Kristen Wiig and Bill Hader-two of the best comedic actors we’ve got-are so wonderful in The Skeleton Twins you can’t help dearly wishing that this isn’t the last time they star opposite each other. They play Maggie and Milo, siblings who haven’t seen each other in over ten years. After the death of their father when they were teens and being raised by their emotionally selfish and unavailable mother, they spent the time from high school onwards growing further and further apart. She chose the married life and and a normal job in their hometown back in New York.
He chose the less predictable path of acting in Los Angeles and bitterly coping with the disappointment of mostly waiting tables instead. The story begins with Milo sliding himself into the bathtub like a man with no intention of ever leaving before slitting his wrists (he leaves a one-line suicide note). The subsequent hospitalization forces these distant, estranged siblings reluctantly back into each other’s lives. Maggie takes him to her place to recover. In the span of a week or so, the grouchy singleton meets his square brother-in-law (played by Luke Wilson), painful episodes from their past resurface, and in scenes that range from ordinary to utterly remarkable, Wiig and Hader make these siblings into two achingly felt and intimately familiar characters.
What Milo doesn’t know is that when the news came of his brush with death, his sister was about to swallow a handful of pills. It’s not the only thing he doesn’t know about her life, with its facade of domestic normalcy. The Skeleton Twins, directed and co-written by Craig Johnson, has a surprisingly facile take on suicide (it’s also hard to watch its depiction of funny people ready to take their own lives without thinking of the still terribly upsetting passing of Robin Williams).
At the same time, the movie goes into some startlingly dark places with a couple lacerating scenes of familial wounds exposed that are so powerful they’re like an indie-comedy take on a Bergman film. Johnson aptly captures the way that siblings-especially ones as close in age as twins-can deeply love each other and still say the most stinging, shockingly cruel things to each other with ease as extensions of the same intense feelings. And the slowly revealed details about an older man that Milo had a relationship with (he’s played by Modern Family‘s Ty Burrell) and sees a few times during his visit are both icky and-for his character, at least-heartbreaking.
Johnson has a keen eye for juxtaposition. After Maggie cheats with with her scuba instructor in a public restroom, the next shot is her in the bathtub looking tormented and fielding a question from her clueless husband over whether they have any Hot Pockets left. He also works in some more light-hearted scenes between Wiig and Hader that play off how much fun to watch they are together (even in a small part as the married couple who ran the amusement park in the underrated Adventureland they were hilarious).
At one point Milo turns on Starship’s silly-serious pop gem “Nothing’s Gonna Stop Us Now” to win a smile from an angry, jaded Maggie, lip-syncing along with such energetic conviction that she eventually surrenders and joins him. The tune becomes the movie’s anthem while showing just how connected these two forever are. In another they suck on the nitrus in Maggie’s dental office, goofing around like big kids in exchanges that are so natural they feel improvised but apparently weren’t. The Skeleton Twins could have used some more moments like that one. Most comedies would be lucky to have any.
Luke Wilson in the straight-man role is very good. He makes this earnest and slightly-dull good guy funny (he’s the kind of person who mentions salsa dancing then goes on to explain what it is), yet with dignity–which doesn’t always seem the easiest thing for an actor to pull off. The laughs aren’t directed at him. Wiig in lighter and darker moments alike is terrific.

Records in a dataset =>
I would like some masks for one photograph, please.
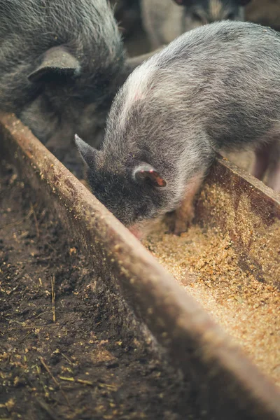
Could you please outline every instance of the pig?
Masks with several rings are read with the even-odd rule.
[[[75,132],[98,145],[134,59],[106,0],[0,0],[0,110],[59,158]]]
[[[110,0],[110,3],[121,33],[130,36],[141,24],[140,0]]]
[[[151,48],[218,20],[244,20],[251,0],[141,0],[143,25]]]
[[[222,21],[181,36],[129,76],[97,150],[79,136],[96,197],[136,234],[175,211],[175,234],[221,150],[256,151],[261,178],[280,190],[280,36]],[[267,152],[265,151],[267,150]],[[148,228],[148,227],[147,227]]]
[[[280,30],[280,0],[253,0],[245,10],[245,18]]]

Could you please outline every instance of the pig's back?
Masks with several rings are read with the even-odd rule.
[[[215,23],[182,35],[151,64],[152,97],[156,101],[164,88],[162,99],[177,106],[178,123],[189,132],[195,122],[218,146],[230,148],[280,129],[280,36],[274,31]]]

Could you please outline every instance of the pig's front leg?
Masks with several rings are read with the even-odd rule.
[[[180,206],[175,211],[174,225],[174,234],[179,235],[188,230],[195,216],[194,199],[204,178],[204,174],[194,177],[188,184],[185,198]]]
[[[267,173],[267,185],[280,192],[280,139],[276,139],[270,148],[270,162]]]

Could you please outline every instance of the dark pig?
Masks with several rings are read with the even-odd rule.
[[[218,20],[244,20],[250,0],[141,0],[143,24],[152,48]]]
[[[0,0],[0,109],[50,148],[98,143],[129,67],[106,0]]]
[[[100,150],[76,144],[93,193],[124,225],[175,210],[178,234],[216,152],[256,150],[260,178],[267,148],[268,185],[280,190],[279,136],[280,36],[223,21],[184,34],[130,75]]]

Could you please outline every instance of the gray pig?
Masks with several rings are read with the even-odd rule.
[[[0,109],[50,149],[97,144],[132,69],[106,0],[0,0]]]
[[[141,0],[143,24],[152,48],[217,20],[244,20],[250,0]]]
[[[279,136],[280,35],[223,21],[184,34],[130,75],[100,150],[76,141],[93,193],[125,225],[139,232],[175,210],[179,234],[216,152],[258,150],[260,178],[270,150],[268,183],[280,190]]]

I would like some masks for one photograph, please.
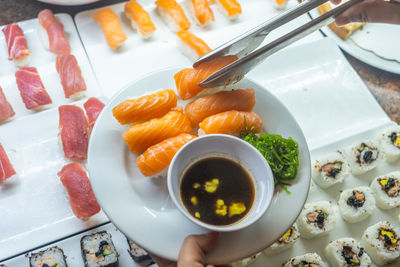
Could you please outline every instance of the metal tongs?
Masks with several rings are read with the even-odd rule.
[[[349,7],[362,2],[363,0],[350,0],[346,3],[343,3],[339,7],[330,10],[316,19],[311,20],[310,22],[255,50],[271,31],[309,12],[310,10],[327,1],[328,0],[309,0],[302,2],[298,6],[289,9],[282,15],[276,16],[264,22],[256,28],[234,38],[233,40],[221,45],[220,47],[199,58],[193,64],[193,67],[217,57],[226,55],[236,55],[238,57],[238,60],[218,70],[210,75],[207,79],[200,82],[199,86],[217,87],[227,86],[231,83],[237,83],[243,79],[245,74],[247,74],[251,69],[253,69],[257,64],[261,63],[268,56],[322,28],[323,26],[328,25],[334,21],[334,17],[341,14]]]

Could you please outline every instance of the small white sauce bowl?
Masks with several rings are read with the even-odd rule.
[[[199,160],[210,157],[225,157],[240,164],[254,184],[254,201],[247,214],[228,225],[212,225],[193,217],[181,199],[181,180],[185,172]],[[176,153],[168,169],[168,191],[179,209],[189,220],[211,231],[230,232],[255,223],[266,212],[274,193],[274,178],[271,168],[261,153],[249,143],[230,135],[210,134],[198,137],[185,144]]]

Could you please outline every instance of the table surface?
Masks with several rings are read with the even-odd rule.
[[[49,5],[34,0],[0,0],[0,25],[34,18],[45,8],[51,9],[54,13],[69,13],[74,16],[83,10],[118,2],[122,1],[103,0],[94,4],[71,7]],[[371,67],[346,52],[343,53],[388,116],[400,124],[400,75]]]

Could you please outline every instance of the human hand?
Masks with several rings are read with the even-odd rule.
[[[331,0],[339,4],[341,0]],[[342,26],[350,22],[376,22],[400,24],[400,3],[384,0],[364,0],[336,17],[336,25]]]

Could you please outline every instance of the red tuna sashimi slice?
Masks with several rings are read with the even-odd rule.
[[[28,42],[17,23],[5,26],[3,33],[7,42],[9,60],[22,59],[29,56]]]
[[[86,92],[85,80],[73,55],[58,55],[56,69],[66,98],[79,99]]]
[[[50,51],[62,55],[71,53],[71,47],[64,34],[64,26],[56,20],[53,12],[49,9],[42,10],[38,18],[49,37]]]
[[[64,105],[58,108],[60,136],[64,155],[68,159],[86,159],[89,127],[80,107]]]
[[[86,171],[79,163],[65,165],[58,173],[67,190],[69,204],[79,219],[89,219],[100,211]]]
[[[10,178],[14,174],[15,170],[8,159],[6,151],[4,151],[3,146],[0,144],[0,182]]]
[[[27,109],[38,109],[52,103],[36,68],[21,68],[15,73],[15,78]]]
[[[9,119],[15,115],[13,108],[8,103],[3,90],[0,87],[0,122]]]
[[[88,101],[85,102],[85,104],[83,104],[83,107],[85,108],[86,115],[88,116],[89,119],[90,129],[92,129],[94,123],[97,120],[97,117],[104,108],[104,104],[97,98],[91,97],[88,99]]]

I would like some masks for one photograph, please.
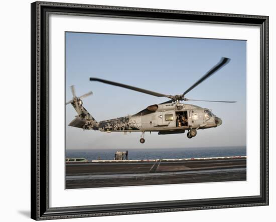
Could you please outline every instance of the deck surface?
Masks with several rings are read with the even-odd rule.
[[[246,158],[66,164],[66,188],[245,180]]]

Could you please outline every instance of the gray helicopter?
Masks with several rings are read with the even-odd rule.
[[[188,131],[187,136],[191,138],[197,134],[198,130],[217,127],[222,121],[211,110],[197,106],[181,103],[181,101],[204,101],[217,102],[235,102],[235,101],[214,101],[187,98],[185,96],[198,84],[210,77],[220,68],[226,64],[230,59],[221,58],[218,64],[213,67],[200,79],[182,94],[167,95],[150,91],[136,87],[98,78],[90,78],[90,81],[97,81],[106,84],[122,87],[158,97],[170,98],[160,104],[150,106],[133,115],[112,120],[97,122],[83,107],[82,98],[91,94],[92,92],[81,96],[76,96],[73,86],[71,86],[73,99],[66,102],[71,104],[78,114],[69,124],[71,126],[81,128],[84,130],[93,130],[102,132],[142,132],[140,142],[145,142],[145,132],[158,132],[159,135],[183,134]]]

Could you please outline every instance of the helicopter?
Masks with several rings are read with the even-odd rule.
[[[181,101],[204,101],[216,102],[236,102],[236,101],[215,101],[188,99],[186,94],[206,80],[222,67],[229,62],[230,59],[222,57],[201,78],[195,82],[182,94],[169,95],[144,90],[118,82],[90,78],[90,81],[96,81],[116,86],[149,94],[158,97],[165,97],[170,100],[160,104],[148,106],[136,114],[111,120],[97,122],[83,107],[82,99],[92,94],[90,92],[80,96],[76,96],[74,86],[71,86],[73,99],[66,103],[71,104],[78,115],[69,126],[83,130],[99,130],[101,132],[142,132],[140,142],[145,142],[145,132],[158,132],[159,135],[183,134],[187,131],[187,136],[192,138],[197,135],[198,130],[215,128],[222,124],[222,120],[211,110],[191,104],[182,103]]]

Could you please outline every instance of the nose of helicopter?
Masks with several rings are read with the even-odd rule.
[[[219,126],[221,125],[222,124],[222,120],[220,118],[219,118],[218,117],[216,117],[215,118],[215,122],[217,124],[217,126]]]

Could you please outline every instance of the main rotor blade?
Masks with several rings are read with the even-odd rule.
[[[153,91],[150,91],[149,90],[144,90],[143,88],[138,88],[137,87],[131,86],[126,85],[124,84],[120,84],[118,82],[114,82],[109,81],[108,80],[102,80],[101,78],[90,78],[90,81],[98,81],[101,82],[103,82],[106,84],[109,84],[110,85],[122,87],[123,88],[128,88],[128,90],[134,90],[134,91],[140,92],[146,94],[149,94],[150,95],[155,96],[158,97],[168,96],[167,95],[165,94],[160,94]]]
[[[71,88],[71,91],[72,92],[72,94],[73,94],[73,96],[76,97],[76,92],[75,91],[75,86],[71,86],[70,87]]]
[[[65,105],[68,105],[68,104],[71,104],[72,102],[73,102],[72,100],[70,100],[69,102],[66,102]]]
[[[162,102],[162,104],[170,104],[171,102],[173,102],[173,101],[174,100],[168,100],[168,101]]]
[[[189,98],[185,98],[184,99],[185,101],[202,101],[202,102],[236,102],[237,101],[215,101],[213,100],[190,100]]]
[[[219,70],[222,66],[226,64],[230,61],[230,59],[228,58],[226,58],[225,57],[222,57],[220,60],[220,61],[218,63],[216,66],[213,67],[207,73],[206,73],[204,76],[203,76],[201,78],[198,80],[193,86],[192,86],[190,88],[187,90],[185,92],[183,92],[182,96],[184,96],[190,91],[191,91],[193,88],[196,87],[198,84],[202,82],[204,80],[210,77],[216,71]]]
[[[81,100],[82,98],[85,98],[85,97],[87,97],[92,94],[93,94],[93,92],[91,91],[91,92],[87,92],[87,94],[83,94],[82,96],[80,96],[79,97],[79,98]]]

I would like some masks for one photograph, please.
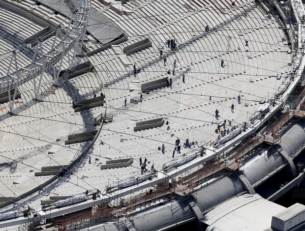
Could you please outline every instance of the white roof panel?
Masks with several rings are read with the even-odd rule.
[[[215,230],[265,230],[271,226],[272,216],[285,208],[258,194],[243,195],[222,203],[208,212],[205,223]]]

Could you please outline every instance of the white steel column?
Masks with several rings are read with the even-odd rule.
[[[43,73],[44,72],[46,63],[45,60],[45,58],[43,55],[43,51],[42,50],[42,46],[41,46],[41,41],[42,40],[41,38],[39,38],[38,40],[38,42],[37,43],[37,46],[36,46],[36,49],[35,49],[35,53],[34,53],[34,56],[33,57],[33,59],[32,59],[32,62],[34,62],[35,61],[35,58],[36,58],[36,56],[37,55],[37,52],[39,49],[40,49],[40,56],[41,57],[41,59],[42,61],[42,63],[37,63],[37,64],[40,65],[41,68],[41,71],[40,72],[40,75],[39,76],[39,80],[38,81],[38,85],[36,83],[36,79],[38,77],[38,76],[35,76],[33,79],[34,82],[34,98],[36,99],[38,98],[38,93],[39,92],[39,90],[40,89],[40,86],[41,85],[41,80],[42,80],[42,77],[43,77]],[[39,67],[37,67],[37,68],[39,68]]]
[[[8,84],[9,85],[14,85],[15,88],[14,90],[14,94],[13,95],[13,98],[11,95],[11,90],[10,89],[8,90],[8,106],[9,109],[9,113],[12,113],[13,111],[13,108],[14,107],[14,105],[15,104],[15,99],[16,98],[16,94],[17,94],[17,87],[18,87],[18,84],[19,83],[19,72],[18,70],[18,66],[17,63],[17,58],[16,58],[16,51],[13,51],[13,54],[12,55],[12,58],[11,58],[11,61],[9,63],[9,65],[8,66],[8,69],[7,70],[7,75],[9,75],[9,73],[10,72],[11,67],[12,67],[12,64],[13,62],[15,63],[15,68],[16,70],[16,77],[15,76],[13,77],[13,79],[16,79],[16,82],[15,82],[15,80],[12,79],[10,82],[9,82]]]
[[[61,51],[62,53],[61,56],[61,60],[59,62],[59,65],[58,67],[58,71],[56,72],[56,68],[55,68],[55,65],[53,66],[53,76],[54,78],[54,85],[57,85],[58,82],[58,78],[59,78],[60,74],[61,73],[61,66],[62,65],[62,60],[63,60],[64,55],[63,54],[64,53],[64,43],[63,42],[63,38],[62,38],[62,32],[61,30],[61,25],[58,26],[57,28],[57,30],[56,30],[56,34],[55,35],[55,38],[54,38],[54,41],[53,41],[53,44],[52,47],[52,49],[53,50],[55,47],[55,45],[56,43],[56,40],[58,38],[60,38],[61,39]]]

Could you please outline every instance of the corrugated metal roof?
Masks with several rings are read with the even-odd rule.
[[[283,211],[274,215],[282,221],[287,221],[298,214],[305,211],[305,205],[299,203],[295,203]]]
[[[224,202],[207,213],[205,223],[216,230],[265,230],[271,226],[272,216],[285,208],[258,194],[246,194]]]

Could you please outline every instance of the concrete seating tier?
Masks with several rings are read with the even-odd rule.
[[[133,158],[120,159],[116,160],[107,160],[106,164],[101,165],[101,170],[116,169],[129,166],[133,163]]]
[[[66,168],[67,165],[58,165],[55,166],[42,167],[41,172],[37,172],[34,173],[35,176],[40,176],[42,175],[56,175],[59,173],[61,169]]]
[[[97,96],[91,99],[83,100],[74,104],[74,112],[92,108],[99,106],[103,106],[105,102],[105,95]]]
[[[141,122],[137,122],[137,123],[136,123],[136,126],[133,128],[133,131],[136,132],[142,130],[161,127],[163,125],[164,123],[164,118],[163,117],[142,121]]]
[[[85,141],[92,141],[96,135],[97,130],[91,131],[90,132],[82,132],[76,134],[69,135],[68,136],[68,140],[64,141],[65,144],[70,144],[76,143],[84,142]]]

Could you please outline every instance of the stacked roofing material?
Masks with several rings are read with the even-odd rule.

Activity 1 =>
Decide whether each statement agrees with the review of The Skeleton Twins. Answer yes or no, and quote the words from the review that decide it: (a) Maggie and Milo have not seen each other for more than ten years. (b) Milo found steady acting work in Los Angeles. (c) Craig Johnson both directed and co-wrote The Skeleton Twins.
Activity 2 =>
List every performer who, according to the review of The Skeleton Twins, appears in that film.
Activity 3 =>
Transcribe the review of The Skeleton Twins, starting at the words "At the same" and ending after "character, at least-heartbreaking.".
The records are separate material and do not belong to the review of The Skeleton Twins.

Task output 1 =>
(a) Yes: "siblings who haven’t seen each other in over ten years."
(b) No: "bitterly coping with the disappointment of mostly waiting tables instead."
(c) Yes: "directed and co-written by Craig Johnson"

Task output 2 =>
Kristen Wiig, Bill Hader, Luke Wilson, Ty Burrell

Task output 3 =>
At the same time, the movie goes into some startlingly dark places with a couple lacerating scenes of familial wounds exposed that are so powerful they’re like an indie-comedy take on a Bergman film. Johnson aptly captures the way that siblings-especially ones as close in age as twins-can deeply love each other and still say the most stinging, shockingly cruel things to each other with ease as extensions of the same intense feelings. And the slowly revealed details about an older man that Milo had a relationship with (he’s played by Modern Family‘s Ty Burrell) and sees a few times during his visit are both icky and-for his character, at least-heartbreaking.